● YOUR TASK: For each line in the records that contains "jacket", make a copy.
[MATERIAL PROVIDED — start]
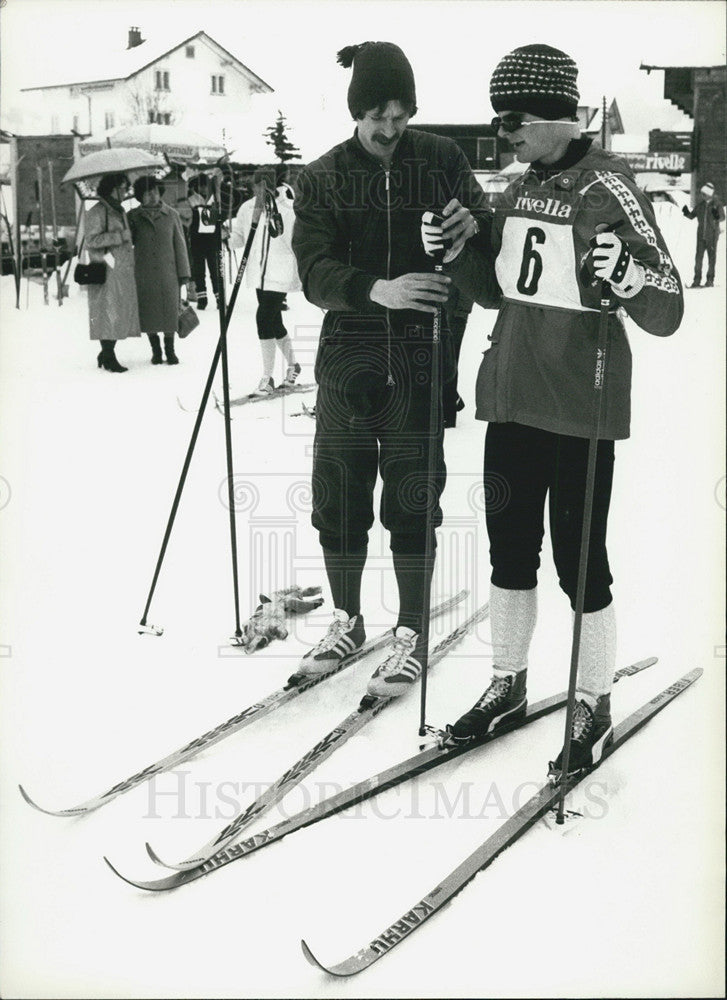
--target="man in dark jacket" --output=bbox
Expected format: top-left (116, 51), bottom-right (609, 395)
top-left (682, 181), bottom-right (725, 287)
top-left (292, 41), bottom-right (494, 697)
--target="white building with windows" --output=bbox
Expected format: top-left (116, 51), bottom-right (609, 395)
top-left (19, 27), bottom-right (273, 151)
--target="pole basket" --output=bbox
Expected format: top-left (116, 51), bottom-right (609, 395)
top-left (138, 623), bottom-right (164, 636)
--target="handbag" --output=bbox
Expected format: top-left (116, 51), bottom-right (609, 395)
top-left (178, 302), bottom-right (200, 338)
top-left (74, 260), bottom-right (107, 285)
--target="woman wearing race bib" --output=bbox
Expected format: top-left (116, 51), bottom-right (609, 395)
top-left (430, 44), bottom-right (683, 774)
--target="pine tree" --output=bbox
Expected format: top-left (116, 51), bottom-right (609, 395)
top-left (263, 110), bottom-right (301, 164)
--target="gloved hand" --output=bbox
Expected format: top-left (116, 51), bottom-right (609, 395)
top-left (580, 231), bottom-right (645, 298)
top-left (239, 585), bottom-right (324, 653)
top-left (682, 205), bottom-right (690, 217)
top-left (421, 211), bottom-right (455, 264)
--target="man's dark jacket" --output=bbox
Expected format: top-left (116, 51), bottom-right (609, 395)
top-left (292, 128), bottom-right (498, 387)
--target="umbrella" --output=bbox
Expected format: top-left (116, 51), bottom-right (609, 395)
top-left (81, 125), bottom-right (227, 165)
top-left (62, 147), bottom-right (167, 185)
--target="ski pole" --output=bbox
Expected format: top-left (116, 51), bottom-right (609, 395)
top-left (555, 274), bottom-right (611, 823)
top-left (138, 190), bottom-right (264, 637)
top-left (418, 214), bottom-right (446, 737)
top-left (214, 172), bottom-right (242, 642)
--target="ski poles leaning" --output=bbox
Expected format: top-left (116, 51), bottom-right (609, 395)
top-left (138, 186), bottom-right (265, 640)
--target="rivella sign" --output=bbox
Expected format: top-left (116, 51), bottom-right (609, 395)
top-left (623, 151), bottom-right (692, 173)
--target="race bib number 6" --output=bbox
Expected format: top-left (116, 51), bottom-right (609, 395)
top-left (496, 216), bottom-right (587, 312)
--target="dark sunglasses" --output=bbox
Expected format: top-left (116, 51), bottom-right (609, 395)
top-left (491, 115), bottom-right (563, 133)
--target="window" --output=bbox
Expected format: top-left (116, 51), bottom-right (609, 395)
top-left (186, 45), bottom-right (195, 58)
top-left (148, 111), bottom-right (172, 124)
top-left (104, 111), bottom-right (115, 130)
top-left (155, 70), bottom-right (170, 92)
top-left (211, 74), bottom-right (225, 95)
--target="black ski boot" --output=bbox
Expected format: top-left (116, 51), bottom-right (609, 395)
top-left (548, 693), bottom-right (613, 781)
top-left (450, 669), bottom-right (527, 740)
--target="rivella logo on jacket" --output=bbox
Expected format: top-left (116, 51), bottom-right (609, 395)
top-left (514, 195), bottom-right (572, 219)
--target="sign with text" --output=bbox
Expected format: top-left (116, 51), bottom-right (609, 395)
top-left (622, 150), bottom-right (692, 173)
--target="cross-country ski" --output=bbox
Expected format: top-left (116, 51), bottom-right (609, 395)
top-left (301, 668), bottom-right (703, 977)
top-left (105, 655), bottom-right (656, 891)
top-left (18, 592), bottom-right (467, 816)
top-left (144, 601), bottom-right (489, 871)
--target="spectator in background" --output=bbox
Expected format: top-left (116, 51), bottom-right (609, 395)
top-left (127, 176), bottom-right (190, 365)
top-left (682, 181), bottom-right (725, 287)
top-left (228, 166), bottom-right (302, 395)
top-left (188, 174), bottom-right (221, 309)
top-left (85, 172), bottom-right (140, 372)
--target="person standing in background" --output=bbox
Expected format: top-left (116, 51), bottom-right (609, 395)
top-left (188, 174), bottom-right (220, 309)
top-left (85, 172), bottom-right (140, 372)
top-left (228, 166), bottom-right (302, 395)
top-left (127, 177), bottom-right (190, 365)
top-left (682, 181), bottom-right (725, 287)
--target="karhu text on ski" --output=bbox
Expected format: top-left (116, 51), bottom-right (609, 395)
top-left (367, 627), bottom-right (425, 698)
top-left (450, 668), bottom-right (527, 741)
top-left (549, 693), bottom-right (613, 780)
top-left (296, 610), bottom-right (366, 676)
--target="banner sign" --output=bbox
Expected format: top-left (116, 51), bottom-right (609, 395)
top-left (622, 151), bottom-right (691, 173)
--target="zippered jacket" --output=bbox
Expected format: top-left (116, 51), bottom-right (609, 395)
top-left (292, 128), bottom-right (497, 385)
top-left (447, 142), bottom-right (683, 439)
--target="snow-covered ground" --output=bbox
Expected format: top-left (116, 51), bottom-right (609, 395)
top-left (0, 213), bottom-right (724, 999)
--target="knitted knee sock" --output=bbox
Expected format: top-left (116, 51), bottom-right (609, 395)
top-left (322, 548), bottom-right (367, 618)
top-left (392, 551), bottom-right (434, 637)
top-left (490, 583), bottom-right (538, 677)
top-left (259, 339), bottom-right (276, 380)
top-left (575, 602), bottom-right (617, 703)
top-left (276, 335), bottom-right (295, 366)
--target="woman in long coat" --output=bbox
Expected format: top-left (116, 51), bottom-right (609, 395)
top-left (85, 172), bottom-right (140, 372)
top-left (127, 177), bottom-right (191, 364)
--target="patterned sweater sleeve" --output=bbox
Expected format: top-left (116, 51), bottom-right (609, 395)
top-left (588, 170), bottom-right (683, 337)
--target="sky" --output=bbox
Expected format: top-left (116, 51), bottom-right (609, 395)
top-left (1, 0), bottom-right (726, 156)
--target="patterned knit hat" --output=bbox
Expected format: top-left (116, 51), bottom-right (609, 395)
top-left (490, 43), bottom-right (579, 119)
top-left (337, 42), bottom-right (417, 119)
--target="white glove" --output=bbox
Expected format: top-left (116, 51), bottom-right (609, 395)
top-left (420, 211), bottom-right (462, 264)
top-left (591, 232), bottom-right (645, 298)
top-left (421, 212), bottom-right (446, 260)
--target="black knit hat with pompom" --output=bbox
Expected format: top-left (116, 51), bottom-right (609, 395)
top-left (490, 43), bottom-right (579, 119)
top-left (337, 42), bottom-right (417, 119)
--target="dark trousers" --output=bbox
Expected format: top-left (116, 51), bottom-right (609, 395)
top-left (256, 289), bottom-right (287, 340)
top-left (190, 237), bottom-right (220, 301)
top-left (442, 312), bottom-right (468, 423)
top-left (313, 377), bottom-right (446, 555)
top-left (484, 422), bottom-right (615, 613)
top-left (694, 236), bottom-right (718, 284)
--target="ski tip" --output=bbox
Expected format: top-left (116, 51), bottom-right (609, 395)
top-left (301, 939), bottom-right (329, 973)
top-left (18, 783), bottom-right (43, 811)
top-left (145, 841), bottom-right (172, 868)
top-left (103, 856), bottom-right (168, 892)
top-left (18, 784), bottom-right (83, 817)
[MATERIAL PROVIDED — finish]
● RESULT BELOW:
--target="man in dark jacket" --output=bbox
--target="man's dark jacket" --output=bbox
--target="rivella logo on jacket" --output=bbox
--target="zippered jacket" --output=bbox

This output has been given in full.